### [作業内容]
a. 悟性と天才を論じた本文のうち、「人間において悟性は、単に動物」を含む箇所から始まり「人生は苦痛に満ちている。」で終わる部分を、一字も変えずに書き写してもらえますか。
b. 悟性と天才を論じた本文の最後の文に続けて、その先を書き継いでもらえますか。

### [本文]
::::::::::
私は、悟性が著しく鈍い場合を「愚鈍」と名づけた。

また、愚鈍でない場合にも、悟性が働かない場合がある。それは悟性が「仮象」に欺かれた場合である。これは、同一の近くに対して2つの原因が考えられるが、よりまれなものが本当の原因であった場合に起こる。
仮象の例は光の屈折である。例えば水中にある物体は実際よりも近くにあるように見えるが、この映像と全く同じ映像を、水槽に水を満たさずに得ることが出来る。日常生活において、水中の物体はまれであるために、悟性は仮象に欺かれ、物体までの距離を見誤ってしまうのである。

人間において悟性は、単に動物より高級だというわけではなく、理性と同時に、相補的に働いている。
この協調の例は、たき火の例である。オランウータンは非常に悟性が怜悧な動物である。この悟性のおかげで、オランウータンは、たき火があると近づいてきて、暖をとることが出来る。つまり、火が原因となって体温が上昇するという因果性を直観するのである。
その反面、オランウータンはたき火は木を継ぎ足さなければ消えてしまうことが理解できず、たき火を持続させることが出来ない。これは、たき火が木を燃料として燃え続ける仕組みの理解に、概念の操作が必要だからである。概念の操作には、理性が必要であるが、オランウータンは人間と異なりこれを持っていないので、たき火を持続させることが出来ないのである。

§52-2 聖カエキリア

人生は苦痛に満ちている。

イデアを見るときだけが、人生のこのうえなく愉しい一面であり、またそれだけが人生の唯一の無邪気な一面である。

ただし、イデアを見ることが出来るのは、天才芸術家のみである。

しかし彼もまた、天才であり他の人々より優れているがゆえに、孤高の苦しみを味わうことになる。彼は人々の中では異質であり、誰も分かり合えるものがいない。

すると、一層イデアを見ること – 世界の”意志”の純粋な認識のみが、彼の人生の目的となっていく。しかし、それは一瞬苦悩を忘れさせてはくれても、人生という不断の苦悩の前には、永久の解脱にはなりえない。
::::::::::
### [データセット行]
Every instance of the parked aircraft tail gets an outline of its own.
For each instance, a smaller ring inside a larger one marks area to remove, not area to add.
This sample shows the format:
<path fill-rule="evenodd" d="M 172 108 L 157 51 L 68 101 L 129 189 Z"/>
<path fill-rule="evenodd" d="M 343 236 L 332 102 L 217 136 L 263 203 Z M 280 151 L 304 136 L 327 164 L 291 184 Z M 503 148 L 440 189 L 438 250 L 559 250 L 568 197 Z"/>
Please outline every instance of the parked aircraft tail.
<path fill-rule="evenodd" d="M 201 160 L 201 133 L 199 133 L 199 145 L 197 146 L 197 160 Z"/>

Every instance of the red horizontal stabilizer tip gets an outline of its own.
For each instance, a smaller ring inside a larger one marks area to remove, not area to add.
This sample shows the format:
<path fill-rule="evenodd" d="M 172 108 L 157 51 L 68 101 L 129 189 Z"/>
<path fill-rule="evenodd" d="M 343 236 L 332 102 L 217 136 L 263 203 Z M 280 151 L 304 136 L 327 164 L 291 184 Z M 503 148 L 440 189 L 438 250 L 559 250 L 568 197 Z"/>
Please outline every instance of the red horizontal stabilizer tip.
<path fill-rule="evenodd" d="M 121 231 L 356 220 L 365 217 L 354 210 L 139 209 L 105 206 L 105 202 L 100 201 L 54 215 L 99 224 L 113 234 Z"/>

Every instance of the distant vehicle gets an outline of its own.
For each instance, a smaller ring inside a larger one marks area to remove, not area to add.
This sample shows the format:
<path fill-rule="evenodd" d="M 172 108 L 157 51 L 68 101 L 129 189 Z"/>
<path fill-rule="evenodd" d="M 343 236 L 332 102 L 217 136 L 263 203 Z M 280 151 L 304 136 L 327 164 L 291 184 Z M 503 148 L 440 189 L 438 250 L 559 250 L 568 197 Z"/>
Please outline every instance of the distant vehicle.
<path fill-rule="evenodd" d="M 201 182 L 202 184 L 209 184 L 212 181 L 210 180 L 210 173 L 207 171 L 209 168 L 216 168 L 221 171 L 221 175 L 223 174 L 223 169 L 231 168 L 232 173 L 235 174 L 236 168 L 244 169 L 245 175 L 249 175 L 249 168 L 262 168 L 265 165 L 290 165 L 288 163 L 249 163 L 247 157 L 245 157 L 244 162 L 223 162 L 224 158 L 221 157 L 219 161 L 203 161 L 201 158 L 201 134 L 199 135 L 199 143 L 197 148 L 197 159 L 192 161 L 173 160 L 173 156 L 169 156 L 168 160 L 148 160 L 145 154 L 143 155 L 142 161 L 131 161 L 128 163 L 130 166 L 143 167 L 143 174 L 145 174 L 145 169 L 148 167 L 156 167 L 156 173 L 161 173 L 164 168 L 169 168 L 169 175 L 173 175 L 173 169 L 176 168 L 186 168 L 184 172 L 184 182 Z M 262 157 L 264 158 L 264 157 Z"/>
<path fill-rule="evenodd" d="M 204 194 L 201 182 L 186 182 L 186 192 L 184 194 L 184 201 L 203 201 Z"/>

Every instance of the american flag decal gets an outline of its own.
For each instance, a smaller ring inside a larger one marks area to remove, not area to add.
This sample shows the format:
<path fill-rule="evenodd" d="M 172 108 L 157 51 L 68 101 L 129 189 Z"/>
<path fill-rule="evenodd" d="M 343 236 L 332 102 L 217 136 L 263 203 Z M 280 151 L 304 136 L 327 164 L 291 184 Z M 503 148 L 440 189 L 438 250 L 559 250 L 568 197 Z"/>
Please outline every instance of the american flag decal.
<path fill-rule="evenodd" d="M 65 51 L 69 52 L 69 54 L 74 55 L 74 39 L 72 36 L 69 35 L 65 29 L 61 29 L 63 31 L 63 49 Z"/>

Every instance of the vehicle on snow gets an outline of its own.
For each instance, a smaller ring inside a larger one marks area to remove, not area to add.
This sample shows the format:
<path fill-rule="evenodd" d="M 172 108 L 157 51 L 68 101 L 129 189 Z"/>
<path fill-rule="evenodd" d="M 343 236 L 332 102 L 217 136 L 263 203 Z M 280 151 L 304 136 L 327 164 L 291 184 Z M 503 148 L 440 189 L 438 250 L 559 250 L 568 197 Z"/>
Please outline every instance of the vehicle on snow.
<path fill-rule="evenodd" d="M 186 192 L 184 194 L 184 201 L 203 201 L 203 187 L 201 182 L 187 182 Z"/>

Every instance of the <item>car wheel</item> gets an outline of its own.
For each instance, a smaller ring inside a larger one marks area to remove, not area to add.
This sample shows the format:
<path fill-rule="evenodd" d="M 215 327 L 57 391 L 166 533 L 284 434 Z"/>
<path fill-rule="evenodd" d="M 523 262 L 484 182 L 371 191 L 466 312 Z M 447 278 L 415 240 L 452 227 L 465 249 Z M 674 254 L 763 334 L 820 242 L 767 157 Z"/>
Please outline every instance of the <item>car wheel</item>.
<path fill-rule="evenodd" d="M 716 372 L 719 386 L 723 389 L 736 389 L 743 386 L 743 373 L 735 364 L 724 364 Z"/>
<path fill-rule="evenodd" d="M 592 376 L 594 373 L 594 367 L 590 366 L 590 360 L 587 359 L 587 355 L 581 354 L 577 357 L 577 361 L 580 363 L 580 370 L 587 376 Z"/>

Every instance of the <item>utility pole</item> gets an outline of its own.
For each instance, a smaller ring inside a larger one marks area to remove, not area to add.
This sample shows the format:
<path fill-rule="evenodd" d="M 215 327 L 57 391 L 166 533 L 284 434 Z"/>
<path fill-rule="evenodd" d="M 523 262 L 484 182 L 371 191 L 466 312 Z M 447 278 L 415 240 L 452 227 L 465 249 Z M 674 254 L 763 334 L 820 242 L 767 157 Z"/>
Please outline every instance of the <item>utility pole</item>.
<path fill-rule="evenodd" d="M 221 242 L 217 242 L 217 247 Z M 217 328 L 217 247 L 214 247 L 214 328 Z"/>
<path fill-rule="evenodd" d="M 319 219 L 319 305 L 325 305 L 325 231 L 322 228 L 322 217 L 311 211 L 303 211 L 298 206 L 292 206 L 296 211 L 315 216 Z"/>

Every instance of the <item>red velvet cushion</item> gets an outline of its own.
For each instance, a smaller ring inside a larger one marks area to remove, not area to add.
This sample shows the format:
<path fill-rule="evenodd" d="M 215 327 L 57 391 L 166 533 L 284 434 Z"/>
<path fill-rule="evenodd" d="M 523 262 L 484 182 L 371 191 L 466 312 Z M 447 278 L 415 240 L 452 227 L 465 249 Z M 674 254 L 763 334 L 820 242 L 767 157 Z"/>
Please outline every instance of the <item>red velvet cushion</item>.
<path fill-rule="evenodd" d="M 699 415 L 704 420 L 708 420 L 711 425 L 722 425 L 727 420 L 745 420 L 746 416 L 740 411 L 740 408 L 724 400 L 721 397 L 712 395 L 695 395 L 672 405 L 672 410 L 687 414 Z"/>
::::::::::
### [課題別の解答]
a.
人間において悟性は、単に動物より高級だというわけではなく、理性と同時に、相補的に働いている。
この協調の例は、たき火の例である。オランウータンは非常に悟性が怜悧な動物である。この悟性のおかげで、オランウータンは、たき火があると近づいてきて、暖をとることが出来る。つまり、火が原因となって体温が上昇するという因果性を直観するのである。
その反面、オランウータンはたき火は木を継ぎ足さなければ消えてしまうことが理解できず、たき火を持続させることが出来ない。これは、たき火が木を燃料として燃え続ける仕組みの理解に、概念の操作が必要だからである。概念の操作には、理性が必要であるが、オランウータンは人間と異なりこれを持っていないので、たき火を持続させることが出来ないのである。

§52-2 聖カエキリア

人生は苦痛に満ちている。

b.
やがて彼は芸術によって高められた力を基にして、厳粛に、諦念をもって、「意志の寂滅」を実現することになるだろう。

ラファエロによるこの聖カエキリアの肖像は、芸術家から聖者への移行の象徴である。

§35 歴史と意志

意志とイデア、意志の現象は別々のものである。

イデアの中に、「生(せい)への意志」はその最も完全な客観性を備えている。
世界に起こるあらゆる出来事は「生への意志」が客観化されたものに過ぎない。
歴史は進歩しているのではなく、「生への意志」の衝動をただ繰り返しているだけなのだ。
人々は時代が新しいものを生み出しているとか、歴史は計画と発展を内蔵して動いているとか
考えたいようだが、こういう人にはイデアと現象とを区別することは出来ないのである。
(ヘーゲルへの皮肉)

意志は生の衝動という力の湧き出る泉である。
この泉が、歴史を繰り返させている。

今仮に、大地の霊が立ち現れ、我々に、極めて優秀な個人が、
その力を発揮し世界を変えようとした直前に、偶然によって滅ぼされてしまった実例を
いくつか見せてくれたとしよう。

また、世界を変えたであろう極めて重要な事件が、
無意味な不慮の事故によって妨げられてしまった実例を
いくつか見せてくれたとしよう。

このとき、我々は失われた財宝を嘆くであろうが、大地の霊は微笑してこう囁くであろう。

「生の衝動は時間と空間のように果てのない汲み尽くせないものである。※
個体の力は、意志の湧き出す生の衝動のひとつの、目に見える形態に過ぎない。
意志の領域では、決して減ることのない無限性が、あらゆる再生の余地を残して門戸を開いている。
個々の事件の成否などはどうでもよいのだ。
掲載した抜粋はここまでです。